-- Opening Marker --
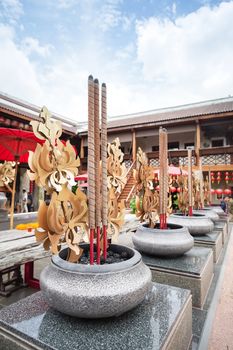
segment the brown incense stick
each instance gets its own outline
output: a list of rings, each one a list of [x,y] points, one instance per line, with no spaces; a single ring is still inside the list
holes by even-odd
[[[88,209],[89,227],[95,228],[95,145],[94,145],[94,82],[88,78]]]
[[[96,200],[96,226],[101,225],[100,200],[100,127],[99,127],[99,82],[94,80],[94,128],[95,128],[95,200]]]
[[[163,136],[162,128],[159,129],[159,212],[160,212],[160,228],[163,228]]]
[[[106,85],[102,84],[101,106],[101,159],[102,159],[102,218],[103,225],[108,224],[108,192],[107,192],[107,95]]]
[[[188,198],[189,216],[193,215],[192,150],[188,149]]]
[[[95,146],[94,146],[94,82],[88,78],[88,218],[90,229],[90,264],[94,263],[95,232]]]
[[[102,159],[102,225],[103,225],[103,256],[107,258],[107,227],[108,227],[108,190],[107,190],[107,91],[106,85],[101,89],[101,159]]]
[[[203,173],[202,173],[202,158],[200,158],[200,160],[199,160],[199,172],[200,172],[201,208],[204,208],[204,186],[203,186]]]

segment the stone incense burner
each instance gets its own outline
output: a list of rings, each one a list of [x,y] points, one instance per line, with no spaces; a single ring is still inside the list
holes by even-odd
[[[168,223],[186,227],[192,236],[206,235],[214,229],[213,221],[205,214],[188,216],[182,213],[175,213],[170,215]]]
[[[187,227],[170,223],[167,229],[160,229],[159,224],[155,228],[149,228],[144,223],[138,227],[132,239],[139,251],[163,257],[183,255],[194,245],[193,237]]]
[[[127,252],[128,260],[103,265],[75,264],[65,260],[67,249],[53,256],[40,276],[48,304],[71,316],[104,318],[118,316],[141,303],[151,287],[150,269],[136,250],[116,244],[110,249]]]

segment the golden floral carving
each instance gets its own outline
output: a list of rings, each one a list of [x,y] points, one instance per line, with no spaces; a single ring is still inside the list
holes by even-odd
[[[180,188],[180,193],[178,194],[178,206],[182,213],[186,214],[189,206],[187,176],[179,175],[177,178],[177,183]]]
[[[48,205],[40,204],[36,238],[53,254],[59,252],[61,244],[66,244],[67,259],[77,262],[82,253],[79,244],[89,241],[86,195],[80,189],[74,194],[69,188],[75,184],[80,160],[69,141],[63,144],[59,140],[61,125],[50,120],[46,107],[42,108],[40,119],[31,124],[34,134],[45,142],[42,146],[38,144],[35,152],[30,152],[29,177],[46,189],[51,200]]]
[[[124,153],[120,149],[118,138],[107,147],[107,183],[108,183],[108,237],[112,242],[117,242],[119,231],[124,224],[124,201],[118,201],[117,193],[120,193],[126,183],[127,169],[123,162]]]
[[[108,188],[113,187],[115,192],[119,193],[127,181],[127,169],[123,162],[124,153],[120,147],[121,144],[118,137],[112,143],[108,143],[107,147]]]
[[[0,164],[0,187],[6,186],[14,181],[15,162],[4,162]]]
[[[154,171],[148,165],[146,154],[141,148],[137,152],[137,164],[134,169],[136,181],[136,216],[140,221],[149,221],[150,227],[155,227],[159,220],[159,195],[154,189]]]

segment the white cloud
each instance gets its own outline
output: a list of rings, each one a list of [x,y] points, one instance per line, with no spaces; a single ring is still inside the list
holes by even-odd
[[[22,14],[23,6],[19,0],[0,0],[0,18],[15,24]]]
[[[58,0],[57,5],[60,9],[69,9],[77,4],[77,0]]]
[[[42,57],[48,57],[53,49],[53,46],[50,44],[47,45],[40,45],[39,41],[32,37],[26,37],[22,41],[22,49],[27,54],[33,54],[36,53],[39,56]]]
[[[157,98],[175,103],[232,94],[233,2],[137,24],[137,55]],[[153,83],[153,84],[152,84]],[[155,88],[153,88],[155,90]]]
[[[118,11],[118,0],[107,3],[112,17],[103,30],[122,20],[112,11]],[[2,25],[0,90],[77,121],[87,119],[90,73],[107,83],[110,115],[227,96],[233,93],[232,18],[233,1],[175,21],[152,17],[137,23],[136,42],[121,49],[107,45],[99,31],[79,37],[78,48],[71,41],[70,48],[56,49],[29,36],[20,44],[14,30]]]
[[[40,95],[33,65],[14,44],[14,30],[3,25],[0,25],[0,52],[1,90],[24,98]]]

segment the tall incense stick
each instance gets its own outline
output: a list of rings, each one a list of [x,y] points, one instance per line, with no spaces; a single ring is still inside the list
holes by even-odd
-- Closing Marker --
-- Opening Marker --
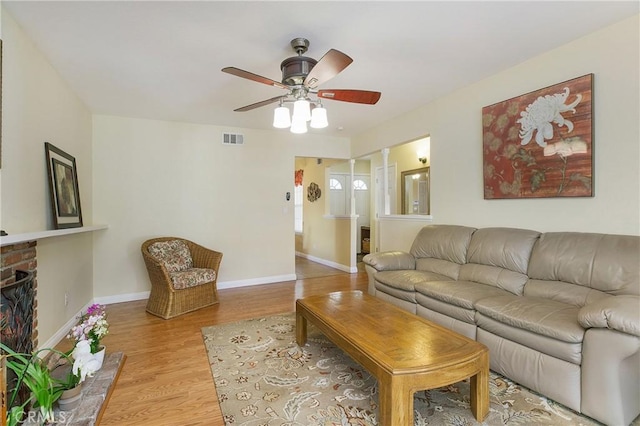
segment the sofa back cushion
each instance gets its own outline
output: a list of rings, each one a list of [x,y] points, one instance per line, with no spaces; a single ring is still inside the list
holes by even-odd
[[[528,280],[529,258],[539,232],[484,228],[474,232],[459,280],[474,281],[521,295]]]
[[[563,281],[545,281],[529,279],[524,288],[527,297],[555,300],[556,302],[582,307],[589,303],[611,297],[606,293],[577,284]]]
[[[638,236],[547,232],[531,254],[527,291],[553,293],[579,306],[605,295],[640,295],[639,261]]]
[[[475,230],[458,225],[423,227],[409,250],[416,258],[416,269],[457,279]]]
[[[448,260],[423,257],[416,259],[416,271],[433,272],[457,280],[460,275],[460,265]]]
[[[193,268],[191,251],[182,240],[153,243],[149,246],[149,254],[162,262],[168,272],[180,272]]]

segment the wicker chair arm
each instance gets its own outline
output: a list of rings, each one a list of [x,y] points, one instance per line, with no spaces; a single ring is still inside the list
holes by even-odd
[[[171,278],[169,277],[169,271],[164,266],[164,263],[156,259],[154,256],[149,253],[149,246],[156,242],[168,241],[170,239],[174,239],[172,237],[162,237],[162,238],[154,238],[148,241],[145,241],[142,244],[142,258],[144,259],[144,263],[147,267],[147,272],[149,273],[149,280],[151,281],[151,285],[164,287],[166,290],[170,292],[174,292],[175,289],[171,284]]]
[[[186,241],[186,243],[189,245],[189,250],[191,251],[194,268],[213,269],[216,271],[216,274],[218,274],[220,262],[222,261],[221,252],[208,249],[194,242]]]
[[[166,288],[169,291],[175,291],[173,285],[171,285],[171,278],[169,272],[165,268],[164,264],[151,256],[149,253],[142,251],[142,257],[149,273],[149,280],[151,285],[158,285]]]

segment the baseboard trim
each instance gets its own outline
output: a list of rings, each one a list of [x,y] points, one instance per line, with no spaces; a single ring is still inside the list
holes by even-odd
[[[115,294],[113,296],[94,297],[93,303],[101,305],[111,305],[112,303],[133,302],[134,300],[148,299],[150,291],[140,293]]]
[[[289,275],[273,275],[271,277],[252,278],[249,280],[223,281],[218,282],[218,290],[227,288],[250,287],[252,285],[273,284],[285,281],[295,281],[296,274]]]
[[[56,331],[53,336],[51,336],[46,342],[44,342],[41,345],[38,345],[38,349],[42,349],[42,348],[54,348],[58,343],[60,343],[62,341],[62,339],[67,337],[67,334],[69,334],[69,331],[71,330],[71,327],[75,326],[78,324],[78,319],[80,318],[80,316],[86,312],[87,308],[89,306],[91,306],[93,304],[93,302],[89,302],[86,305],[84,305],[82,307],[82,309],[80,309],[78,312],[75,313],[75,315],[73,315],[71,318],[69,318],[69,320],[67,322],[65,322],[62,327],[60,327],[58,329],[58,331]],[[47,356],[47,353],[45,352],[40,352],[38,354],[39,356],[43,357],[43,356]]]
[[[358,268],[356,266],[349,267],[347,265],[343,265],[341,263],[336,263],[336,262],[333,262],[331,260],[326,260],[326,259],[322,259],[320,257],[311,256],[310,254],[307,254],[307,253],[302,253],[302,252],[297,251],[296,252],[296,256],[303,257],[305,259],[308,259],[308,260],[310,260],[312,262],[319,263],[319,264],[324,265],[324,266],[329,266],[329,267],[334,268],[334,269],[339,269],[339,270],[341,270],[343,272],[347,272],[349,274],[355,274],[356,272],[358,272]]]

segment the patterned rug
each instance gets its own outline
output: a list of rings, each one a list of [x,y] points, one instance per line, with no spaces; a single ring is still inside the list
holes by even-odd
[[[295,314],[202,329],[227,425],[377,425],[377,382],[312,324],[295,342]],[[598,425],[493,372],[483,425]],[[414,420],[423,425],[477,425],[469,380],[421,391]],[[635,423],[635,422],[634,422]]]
-- Closing Marker --
-- Opening Marker --
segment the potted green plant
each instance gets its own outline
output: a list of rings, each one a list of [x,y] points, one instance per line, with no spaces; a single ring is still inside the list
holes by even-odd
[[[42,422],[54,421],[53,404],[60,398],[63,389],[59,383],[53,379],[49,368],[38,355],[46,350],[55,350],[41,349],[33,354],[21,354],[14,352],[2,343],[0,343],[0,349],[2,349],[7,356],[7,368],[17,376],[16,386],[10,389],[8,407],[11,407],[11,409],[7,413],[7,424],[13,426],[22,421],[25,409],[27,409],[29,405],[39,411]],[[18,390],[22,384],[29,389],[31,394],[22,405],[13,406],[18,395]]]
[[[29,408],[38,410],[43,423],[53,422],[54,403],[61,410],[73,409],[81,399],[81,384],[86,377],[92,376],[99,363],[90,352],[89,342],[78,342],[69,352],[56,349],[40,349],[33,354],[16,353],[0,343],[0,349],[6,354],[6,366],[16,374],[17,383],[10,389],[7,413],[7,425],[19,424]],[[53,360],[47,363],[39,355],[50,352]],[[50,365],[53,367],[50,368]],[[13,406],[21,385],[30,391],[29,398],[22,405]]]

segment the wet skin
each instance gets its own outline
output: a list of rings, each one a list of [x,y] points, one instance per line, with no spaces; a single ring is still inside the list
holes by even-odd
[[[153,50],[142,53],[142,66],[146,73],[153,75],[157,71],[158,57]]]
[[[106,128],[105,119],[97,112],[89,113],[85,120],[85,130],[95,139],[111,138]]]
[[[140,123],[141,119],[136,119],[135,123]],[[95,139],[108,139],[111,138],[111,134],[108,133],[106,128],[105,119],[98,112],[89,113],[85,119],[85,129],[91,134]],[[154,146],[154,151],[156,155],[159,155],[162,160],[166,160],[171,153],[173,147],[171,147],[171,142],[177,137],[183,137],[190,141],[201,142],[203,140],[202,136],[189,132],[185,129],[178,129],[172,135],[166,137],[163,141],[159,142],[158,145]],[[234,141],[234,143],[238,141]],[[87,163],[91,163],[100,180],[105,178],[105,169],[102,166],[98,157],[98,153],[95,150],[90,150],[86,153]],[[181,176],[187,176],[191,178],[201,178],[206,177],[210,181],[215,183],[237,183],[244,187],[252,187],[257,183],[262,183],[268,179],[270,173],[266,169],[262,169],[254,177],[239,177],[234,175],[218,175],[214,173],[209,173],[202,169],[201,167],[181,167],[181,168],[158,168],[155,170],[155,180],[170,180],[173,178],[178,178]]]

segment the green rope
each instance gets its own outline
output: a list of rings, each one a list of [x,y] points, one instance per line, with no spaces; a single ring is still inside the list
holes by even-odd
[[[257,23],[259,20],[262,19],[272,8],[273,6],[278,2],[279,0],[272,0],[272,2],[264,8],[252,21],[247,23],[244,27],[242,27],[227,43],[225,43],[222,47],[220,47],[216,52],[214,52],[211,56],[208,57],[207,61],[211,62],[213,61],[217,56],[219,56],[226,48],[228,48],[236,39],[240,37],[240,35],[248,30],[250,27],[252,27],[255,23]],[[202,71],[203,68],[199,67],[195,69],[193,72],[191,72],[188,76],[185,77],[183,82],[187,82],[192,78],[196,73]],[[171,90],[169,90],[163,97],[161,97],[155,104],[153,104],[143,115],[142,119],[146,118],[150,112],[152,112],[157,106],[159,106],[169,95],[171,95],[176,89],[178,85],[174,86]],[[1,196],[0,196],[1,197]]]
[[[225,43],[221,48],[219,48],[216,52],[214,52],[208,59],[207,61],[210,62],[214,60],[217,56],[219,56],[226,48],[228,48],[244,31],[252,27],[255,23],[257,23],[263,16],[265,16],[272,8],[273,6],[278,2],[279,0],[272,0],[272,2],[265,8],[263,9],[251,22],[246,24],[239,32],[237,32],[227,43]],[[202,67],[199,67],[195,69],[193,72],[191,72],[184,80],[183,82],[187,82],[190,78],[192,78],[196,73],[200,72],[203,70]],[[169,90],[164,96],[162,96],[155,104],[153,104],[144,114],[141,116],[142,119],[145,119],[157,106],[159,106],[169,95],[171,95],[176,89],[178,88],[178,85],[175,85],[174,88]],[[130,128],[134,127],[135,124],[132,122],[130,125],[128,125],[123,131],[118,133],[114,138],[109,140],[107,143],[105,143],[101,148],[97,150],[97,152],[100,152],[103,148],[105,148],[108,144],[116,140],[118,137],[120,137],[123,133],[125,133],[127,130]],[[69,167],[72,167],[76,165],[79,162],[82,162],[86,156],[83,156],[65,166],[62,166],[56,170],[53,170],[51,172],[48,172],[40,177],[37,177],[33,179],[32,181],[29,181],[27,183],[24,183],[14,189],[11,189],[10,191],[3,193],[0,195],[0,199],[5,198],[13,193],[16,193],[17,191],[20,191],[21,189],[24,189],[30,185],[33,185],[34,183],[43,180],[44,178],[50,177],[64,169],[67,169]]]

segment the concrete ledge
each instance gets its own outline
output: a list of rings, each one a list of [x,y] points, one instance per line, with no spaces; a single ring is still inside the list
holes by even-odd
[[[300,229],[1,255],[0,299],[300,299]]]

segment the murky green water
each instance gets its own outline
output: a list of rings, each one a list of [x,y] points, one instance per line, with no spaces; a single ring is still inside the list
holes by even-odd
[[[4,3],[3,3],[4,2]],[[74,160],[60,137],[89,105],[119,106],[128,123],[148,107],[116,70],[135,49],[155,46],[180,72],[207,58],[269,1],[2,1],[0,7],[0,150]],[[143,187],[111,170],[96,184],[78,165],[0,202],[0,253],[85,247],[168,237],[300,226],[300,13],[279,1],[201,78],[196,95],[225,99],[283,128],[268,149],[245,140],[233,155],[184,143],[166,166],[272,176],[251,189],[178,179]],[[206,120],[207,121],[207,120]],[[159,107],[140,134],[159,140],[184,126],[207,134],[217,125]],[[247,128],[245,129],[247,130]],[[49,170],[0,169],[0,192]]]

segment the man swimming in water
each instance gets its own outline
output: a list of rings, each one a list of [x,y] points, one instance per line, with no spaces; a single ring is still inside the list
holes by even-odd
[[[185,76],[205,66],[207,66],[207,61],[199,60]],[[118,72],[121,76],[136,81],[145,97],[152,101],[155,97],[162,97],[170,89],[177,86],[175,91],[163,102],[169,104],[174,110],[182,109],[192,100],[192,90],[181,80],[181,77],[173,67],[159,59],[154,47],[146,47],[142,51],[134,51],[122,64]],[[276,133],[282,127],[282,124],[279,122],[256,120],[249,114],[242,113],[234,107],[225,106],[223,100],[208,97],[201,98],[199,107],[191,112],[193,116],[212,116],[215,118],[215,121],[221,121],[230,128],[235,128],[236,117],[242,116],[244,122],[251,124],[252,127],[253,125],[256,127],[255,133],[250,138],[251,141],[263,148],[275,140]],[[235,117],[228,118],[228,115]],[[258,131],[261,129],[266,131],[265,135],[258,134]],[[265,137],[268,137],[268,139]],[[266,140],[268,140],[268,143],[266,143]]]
-- Closing Marker --
PROBLEM → The answer must consist of every line from the entries that holds the string "green".

OUTPUT OF THE TASK →
segment the potted green plant
segment the green rope
segment the murky green water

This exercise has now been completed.